- GIVEN EXERCISE -
Print every line of the records below verbatim, leaving out the pictures.

- LISTING -
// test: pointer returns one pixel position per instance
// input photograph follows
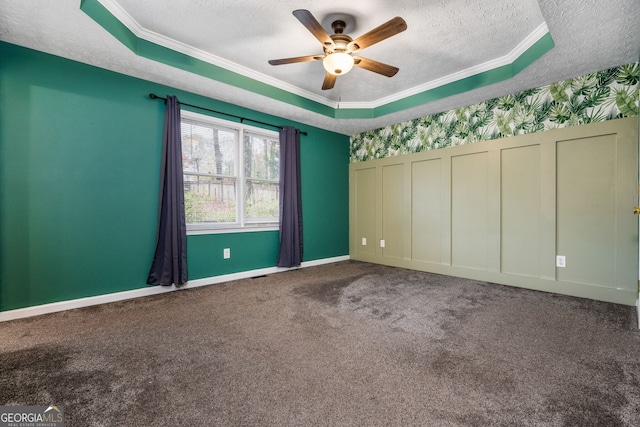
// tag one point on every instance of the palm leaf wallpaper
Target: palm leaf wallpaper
(596, 97)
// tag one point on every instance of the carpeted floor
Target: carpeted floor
(345, 344)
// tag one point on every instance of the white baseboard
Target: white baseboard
(151, 290)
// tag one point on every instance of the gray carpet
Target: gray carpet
(345, 344)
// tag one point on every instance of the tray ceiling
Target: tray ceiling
(507, 45)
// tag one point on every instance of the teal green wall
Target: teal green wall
(79, 166)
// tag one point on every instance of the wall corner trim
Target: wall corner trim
(152, 290)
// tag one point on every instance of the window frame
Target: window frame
(241, 225)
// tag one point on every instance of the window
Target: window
(231, 175)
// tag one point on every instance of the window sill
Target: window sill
(227, 230)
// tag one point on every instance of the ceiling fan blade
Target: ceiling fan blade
(312, 24)
(384, 31)
(296, 59)
(375, 66)
(329, 81)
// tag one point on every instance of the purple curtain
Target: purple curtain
(170, 260)
(290, 199)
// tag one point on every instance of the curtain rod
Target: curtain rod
(242, 119)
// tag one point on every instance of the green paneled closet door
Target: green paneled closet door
(503, 211)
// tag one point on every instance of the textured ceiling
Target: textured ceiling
(444, 37)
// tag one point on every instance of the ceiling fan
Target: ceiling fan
(339, 48)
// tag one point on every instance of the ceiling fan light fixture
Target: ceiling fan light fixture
(338, 63)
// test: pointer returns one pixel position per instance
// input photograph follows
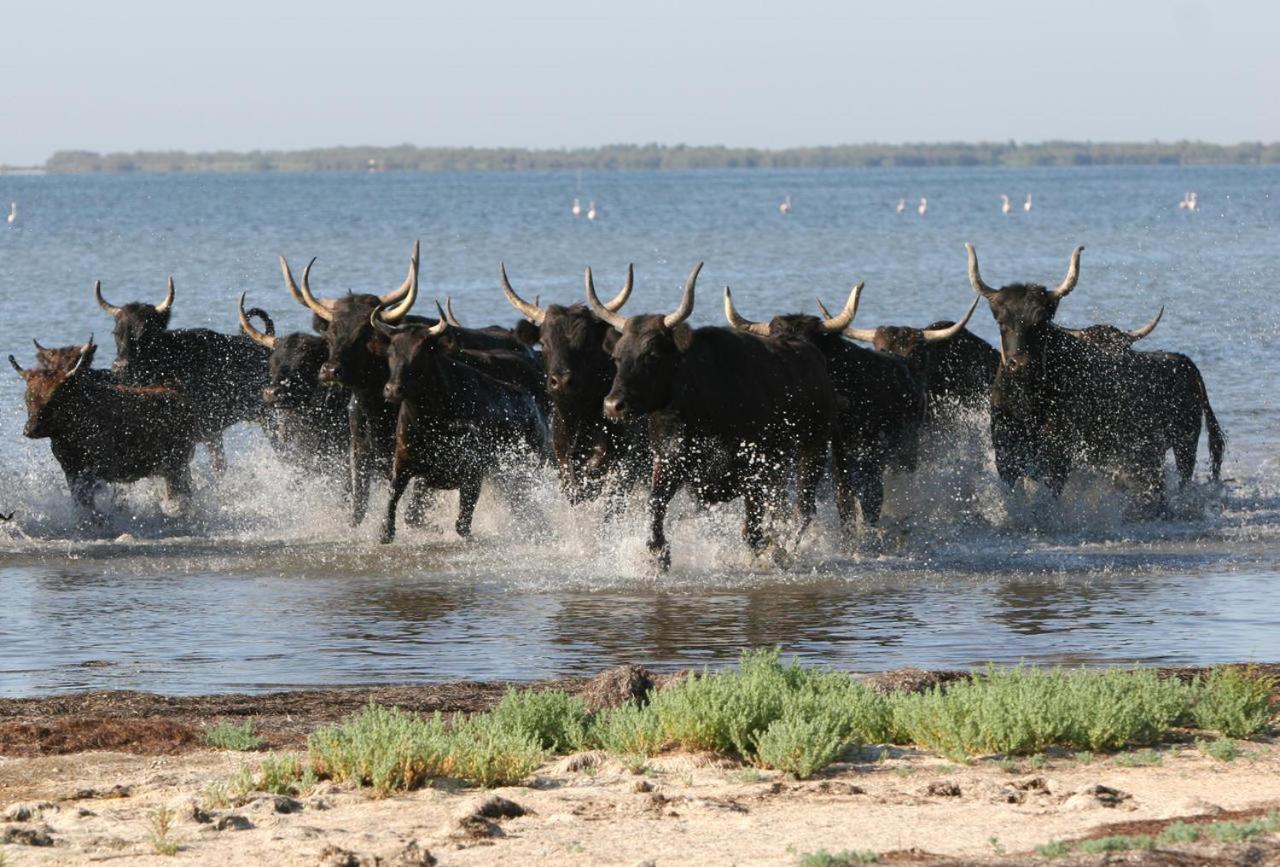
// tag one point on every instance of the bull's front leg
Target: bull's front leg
(666, 482)
(360, 469)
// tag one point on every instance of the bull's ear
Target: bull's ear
(684, 337)
(528, 332)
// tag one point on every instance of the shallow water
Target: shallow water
(264, 587)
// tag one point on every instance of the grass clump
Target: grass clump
(1023, 711)
(553, 719)
(767, 712)
(231, 735)
(161, 833)
(1224, 749)
(846, 858)
(383, 748)
(627, 730)
(489, 752)
(1139, 758)
(1118, 843)
(1233, 702)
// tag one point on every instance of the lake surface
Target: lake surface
(264, 587)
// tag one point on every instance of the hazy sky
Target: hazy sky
(234, 74)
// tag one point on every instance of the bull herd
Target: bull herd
(755, 410)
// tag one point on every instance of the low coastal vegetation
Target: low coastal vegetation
(786, 717)
(1178, 833)
(671, 156)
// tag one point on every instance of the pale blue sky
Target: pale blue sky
(234, 74)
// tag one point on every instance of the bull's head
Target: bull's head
(645, 354)
(412, 356)
(356, 351)
(579, 368)
(801, 325)
(45, 384)
(1024, 311)
(137, 333)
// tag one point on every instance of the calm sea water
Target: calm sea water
(264, 587)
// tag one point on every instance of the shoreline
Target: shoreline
(126, 776)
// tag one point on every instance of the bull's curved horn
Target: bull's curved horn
(323, 309)
(401, 309)
(621, 297)
(448, 313)
(530, 311)
(686, 300)
(252, 333)
(840, 322)
(396, 295)
(442, 323)
(937, 334)
(740, 323)
(1073, 274)
(600, 311)
(1138, 333)
(382, 325)
(85, 350)
(101, 302)
(164, 306)
(976, 278)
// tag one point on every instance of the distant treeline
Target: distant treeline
(407, 158)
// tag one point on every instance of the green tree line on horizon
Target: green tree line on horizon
(408, 158)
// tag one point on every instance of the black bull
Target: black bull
(730, 414)
(100, 430)
(222, 375)
(1060, 400)
(592, 452)
(880, 409)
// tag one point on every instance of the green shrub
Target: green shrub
(229, 735)
(1224, 749)
(1023, 711)
(1120, 843)
(627, 729)
(380, 747)
(1233, 702)
(799, 745)
(553, 719)
(489, 752)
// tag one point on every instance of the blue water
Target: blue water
(264, 585)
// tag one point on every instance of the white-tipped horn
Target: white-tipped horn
(323, 309)
(840, 322)
(1073, 274)
(442, 324)
(164, 306)
(397, 295)
(401, 309)
(600, 311)
(621, 297)
(936, 334)
(686, 300)
(247, 327)
(530, 311)
(739, 322)
(976, 277)
(448, 313)
(101, 302)
(1138, 333)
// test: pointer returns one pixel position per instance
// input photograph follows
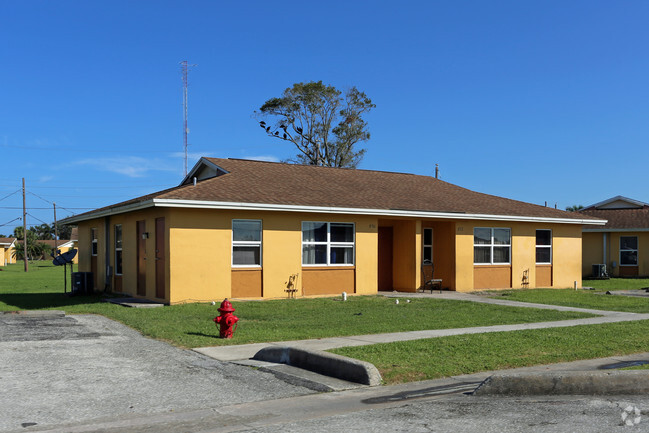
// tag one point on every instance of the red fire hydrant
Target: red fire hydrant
(226, 320)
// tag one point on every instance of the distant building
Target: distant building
(622, 244)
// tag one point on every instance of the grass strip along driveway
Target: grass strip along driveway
(191, 325)
(464, 354)
(592, 299)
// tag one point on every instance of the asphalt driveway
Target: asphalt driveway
(57, 371)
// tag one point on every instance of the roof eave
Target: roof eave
(364, 211)
(199, 204)
(108, 212)
(613, 229)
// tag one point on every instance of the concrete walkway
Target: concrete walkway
(247, 351)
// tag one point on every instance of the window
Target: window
(93, 246)
(628, 251)
(246, 243)
(428, 245)
(327, 244)
(544, 247)
(491, 246)
(118, 249)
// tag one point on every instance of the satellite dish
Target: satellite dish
(64, 258)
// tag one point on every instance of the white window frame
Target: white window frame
(544, 246)
(425, 245)
(492, 245)
(637, 244)
(119, 248)
(254, 244)
(329, 244)
(93, 243)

- WRITTEN REPLY -
// test: pointer returns one pixel position per instance
// input photograph follows
// tag one point on every instance of the palm leaf wallpaper
Target: palm leaf wallpaper
(596, 97)
// tag one point on every instance of the carpeted floor
Target: carpeted floor
(345, 344)
// tag one point on every instance of the white baseboard
Target: white baseboard
(151, 290)
// tag one point on every instance of the gray carpet
Target: gray carpet
(345, 344)
// tag one point on every instance of the tray ceiling
Target: tray ceiling
(507, 45)
// tag one point on every instance of the teal green wall
Target: teal green wall
(79, 166)
// tag one point on every instance of the wall corner trim
Target: wall corner trim
(152, 290)
// tag one point on every instance of the window frame
Target: window frame
(241, 225)
// tag one point on every instance of the window
Target: window
(231, 175)
// tag one point on every instance of the window sill
Target: window sill
(227, 230)
// tag one point on every instance of the ceiling fan blade
Target: ceiling fan blade
(312, 24)
(384, 31)
(296, 59)
(375, 66)
(329, 81)
// tag one point on every instance of the purple curtain
Target: purple curtain
(170, 260)
(290, 199)
// tag one point on every instance of the curtain rod
Target: curtain rod
(242, 119)
// tag one point on every instance of the green paneled closet door
Target: green paneled closet door
(503, 211)
// tag one point on every instance of the textured ceiling
Target: textured ceiling
(444, 37)
// tag one point on every instance of the ceiling fan
Target: ceiling fan
(339, 48)
// tag one point on every instance of the ceiling fan light fixture
Target: ceiling fan light fixture
(338, 63)
// test: pointer returns one pixel position per instance
// input photograph follows
// tag one point on every instance of the bull's front leg
Target: bull's front leg
(666, 482)
(360, 469)
// tag one point on every instance of the bull's ear
Target: bull's ear
(684, 337)
(528, 332)
// tag one point on every instance of the shallow water
Target: shallow water
(264, 587)
// tag one point on every instance of the grass clump
Target: grass clump
(1023, 711)
(553, 719)
(767, 712)
(231, 735)
(161, 833)
(1224, 749)
(846, 858)
(383, 748)
(627, 730)
(489, 752)
(1139, 758)
(1118, 843)
(1233, 702)
// tag one point on every instance of the lake surface
Target: lake surface
(264, 587)
// tag one point on every instance of the hazy sky
Target: hazy sky
(234, 74)
// tag one point on every instance of the bull herd
Target: bull herd
(755, 410)
// tag one point on every instance of the low coastal vegetation
Target: low coastal vegetation
(786, 717)
(1178, 833)
(671, 156)
// tag one point on every instance of the pale blue sky
Target: pale blue sky
(234, 74)
// tag one point on every instance of the bull's head
Target: bull's head
(645, 354)
(412, 356)
(356, 351)
(579, 368)
(801, 325)
(45, 384)
(1024, 311)
(137, 333)
// tag one point on every instance of the calm sea water
Target: calm sea water
(264, 587)
// tag one point on every instance of the shoreline
Target: shoreline
(126, 776)
// tag one point on every instance of the bull's curved horn
Target: bull's curved horn
(323, 309)
(401, 309)
(621, 297)
(448, 313)
(530, 311)
(686, 300)
(252, 333)
(840, 322)
(396, 295)
(442, 323)
(937, 334)
(740, 323)
(1073, 274)
(600, 311)
(1138, 333)
(382, 325)
(85, 350)
(101, 302)
(164, 306)
(976, 278)
// tag one point on every instance of the distant treeline
Target: distant treeline
(407, 158)
// tag one point on every instance of the green tree line on horizon
Target: green tree line on horizon
(408, 158)
// tag one point on every instance of the black bull
Target: black bull
(730, 414)
(100, 430)
(222, 375)
(1060, 400)
(592, 452)
(880, 409)
// tag one point on every instance of the green shrub
Target: green shrub
(229, 735)
(1224, 749)
(1023, 711)
(1120, 843)
(627, 729)
(380, 747)
(1233, 702)
(799, 745)
(553, 719)
(489, 752)
// tag one point on every instance of the blue water
Target: blue water
(264, 585)
// tag one point on every instance of the white-tipped horn
Target: white-tipped horn
(323, 309)
(840, 322)
(1073, 274)
(442, 324)
(164, 306)
(397, 295)
(401, 309)
(600, 311)
(621, 297)
(936, 334)
(686, 300)
(247, 327)
(530, 311)
(739, 322)
(976, 277)
(448, 313)
(101, 302)
(1138, 333)
// test: pointer returns one pixel position per instance
// input photograph follows
// tag one point on every instance of the red fire hydrant
Target: red fire hydrant
(226, 320)
// tag one point on every instance of the distant building
Target: distant building
(622, 244)
// tag one point on every instance of the grass strip along driveway
Target: grass strip along driveway
(191, 325)
(464, 354)
(592, 299)
// tag one point on every instance of the asphalt driveway
Target: asphalt driveway
(57, 371)
// tag one point on every instance of the roof eave
Target: roof eave
(364, 211)
(199, 204)
(108, 212)
(613, 229)
// tag one point on every instance of the concrete walkway
Target: concrete walkway
(247, 351)
// tag one point on every instance of the window
Target: window
(93, 246)
(628, 251)
(246, 243)
(428, 245)
(327, 244)
(544, 247)
(491, 246)
(118, 249)
// tag one point on every instance of the satellite dish
Target: satellite dish
(64, 258)
// tag one point on every instance of the white window frame
Target: white window frame
(544, 246)
(425, 245)
(492, 245)
(637, 244)
(119, 248)
(254, 244)
(329, 244)
(93, 243)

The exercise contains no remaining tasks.